- [REQUIREMENT 1] In the passage on tungsten in ancient rocks, turn the paragraph beginning "Back in Germany, Tusch set to work" into a short bulleted list that keeps its main facts.
- [REQUIREMENT 2] In the passage on tungsten in ancient rocks, take the part that opens with the words containing "Back in Germany, Tusch" and closes with "tectonics had begun.", and write it out again with "isotopic ratios" in place of "isotope ratios".

- [SOURCE DOCUMENT]
Tusch and Münker developed a powerful new method for extracting tiny traces of tungsten from ancient rocks. Then they went looking for the rocks.
First they analyzed Archean rocks collected in the Isua region in western Greenland. Tusch spent 11 months analyzing the samples, but in the end his tungsten-182 data was flat, with no significant variation between samples. The researchers surmised that the Greenland rocks had been deformed and heated in their history, scrambling their geochemical information.
They needed better rocks, so they headed to Pilbara in Western Australia. “It has some of the best-preserved Archean rocks on the whole planet,” Münker said. “They haven’t seen much heating when compared to similar rocks of that age.”
“I was really keen on finding samples that do not display the same value over and over again,” said Tusch.
Guided by co-author Martin Van Kranendonk of the University of New South Wales, the team crisscrossed the Outback in off-road trucks, visiting rust-red outcrops where ancient volcanic rock and vegetation mimic each other: Spinifex bushes at the outcrops are part silica, making them spiky and inedible to everything but termites. They hammered off a promising half-ton of rocks and lavas that formed between 2.7 billion and 3.5 billion years ago.
Back in Germany, Tusch set to work. He used a rock saw to get at the fresh rock inside each sample, then polished some slices down to half the width of a human hair to make them translucent for microscopy. He crushed the rest and concentrated the tungsten, then analyzed the tungsten isotope ratios in a mass spectrometer.
Over nearly two years, the results trickled out. This time the isotope ratios were not flat. “It was really nice to see,” remarked Tusch.
The tungsten-182 concentrations started out high in rocks formed before 3.3 billion years ago, showing that the mantle wasn’t mixing yet. Then the values declined over 200 million years until they reached modern levels by 3.1 billion years ago. That decline reflects the dilution of the ancient tungsten-182 signal as the mantle beneath Pilbara began to mix. That mixing shows plate tectonics had begun.

- [RECORDS PROVIDED]
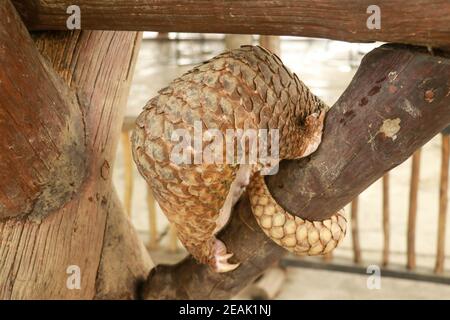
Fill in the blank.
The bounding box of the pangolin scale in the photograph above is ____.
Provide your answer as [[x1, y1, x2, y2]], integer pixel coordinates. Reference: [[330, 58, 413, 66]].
[[132, 46, 346, 272]]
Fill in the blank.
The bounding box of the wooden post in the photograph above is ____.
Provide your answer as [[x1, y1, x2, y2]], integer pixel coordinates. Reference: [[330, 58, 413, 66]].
[[434, 134, 450, 273], [406, 149, 421, 269], [382, 172, 390, 266], [350, 197, 361, 264], [0, 0, 151, 299]]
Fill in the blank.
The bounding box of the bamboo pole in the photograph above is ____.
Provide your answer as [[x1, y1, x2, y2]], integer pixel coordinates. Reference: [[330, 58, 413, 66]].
[[383, 172, 390, 266], [434, 134, 450, 273], [406, 148, 421, 270], [121, 130, 133, 217], [351, 197, 361, 263], [147, 185, 158, 249]]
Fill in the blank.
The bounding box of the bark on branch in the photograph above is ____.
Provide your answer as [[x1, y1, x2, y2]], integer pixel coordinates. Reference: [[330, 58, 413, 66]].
[[0, 0, 86, 220], [9, 0, 450, 47], [143, 46, 450, 299]]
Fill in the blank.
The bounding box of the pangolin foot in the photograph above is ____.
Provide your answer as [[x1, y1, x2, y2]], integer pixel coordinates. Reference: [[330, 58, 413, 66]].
[[210, 239, 239, 273]]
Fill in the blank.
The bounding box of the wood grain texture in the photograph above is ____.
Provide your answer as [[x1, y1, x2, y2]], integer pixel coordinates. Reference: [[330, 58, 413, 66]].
[[143, 46, 450, 299], [10, 0, 450, 47], [0, 1, 86, 220], [0, 24, 147, 299], [434, 134, 450, 274], [266, 45, 450, 220]]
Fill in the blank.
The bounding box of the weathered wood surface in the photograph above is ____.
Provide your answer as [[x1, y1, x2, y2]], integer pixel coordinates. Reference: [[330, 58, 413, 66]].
[[14, 0, 450, 47], [0, 1, 151, 299], [144, 46, 450, 299], [266, 46, 450, 220]]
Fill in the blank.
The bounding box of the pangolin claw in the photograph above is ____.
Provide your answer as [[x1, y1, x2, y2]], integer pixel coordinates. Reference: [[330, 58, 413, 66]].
[[211, 240, 240, 273]]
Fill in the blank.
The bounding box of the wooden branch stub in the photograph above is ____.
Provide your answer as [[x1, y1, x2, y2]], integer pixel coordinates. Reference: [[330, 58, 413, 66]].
[[266, 45, 450, 220], [143, 195, 285, 299], [143, 46, 450, 299], [9, 0, 450, 47], [0, 0, 87, 220]]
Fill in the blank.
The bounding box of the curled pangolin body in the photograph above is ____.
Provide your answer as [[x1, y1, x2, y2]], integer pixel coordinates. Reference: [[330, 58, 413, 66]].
[[132, 46, 345, 272]]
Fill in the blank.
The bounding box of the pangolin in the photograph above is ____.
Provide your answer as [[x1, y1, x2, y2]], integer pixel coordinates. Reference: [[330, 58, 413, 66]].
[[132, 46, 346, 272]]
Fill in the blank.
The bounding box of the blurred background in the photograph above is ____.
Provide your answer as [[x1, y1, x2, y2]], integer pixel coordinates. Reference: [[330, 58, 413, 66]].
[[114, 32, 450, 299]]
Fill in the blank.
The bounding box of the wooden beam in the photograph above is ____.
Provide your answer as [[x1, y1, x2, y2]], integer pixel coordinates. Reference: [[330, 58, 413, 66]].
[[0, 0, 86, 220], [143, 46, 450, 299], [10, 0, 450, 47]]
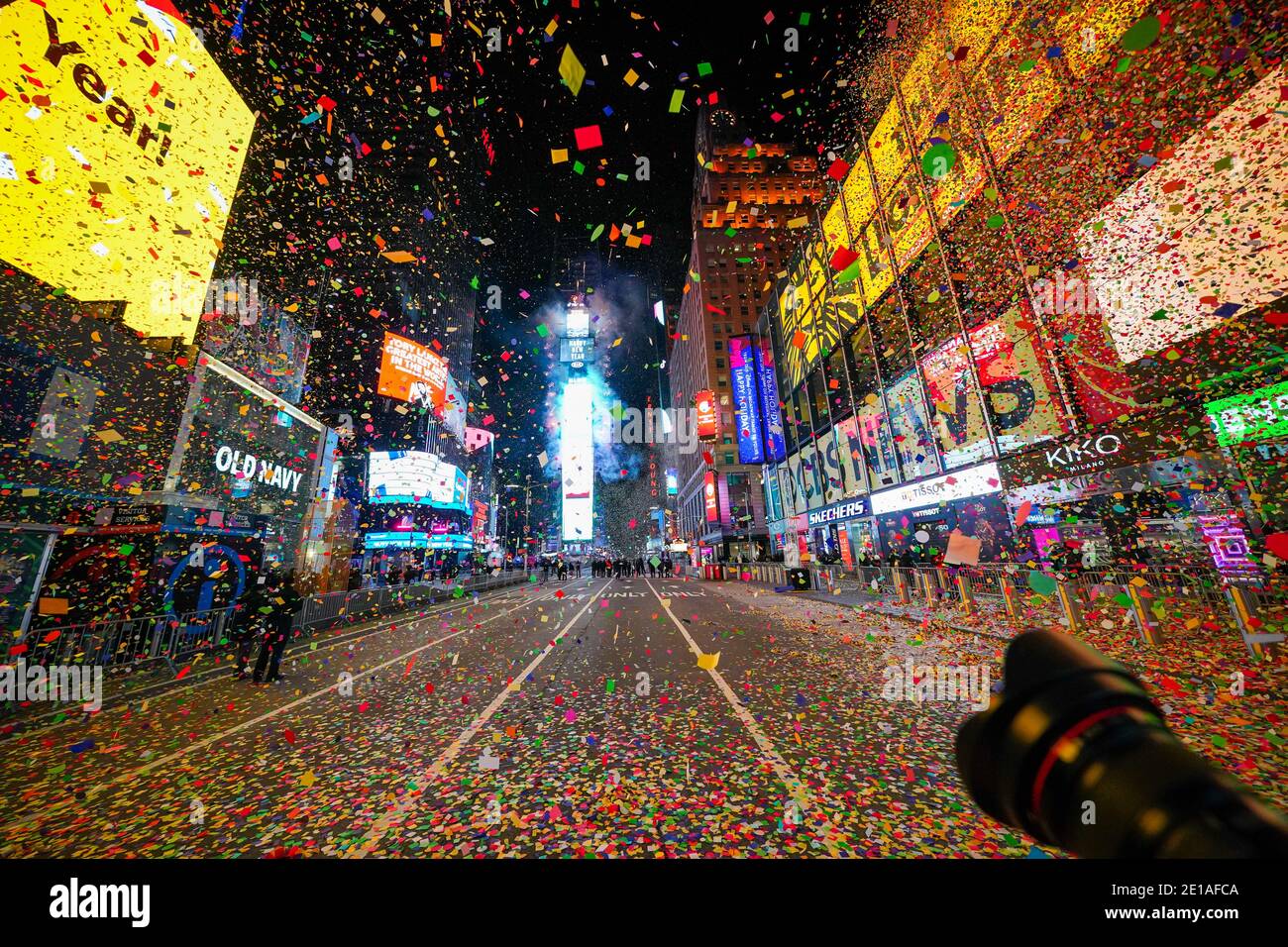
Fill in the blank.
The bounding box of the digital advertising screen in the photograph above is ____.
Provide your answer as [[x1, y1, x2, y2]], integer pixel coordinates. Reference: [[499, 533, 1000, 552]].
[[559, 377, 595, 543], [751, 338, 787, 464], [376, 333, 447, 407], [167, 353, 323, 517], [693, 390, 720, 441], [729, 335, 765, 464], [886, 369, 939, 480], [368, 451, 469, 511], [0, 0, 255, 343]]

- [ANSWER SECTION 1]
Tusch's work in Germany:
- Cut each sample with a rock saw to reach the fresh rock inside.
- Polished some slices to half the width of a human hair so they became translucent for microscopy.
- Crushed the rest and concentrated the tungsten.
- Analyzed the tungsten isotope ratios in a mass spectrometer.

- [ANSWER SECTION 2]
Back in Germany, Tusch set to work. He used a rock saw to get at the fresh rock inside each sample, then polished some slices down to half the width of a human hair to make them translucent for microscopy. He crushed the rest and concentrated the tungsten, then analyzed the tungsten isotopic ratios in a mass spectrometer.
Over nearly two years, the results trickled out. This time the isotopic ratios were not flat. “It was really nice to see,” remarked Tusch.
The tungsten-182 concentrations started out high in rocks formed before 3.3 billion years ago, showing that the mantle wasn’t mixing yet. Then the values declined over 200 million years until they reached modern levels by 3.1 billion years ago. That decline reflects the dilution of the ancient tungsten-182 signal as the mantle beneath Pilbara began to mix. That mixing shows plate tectonics had begun.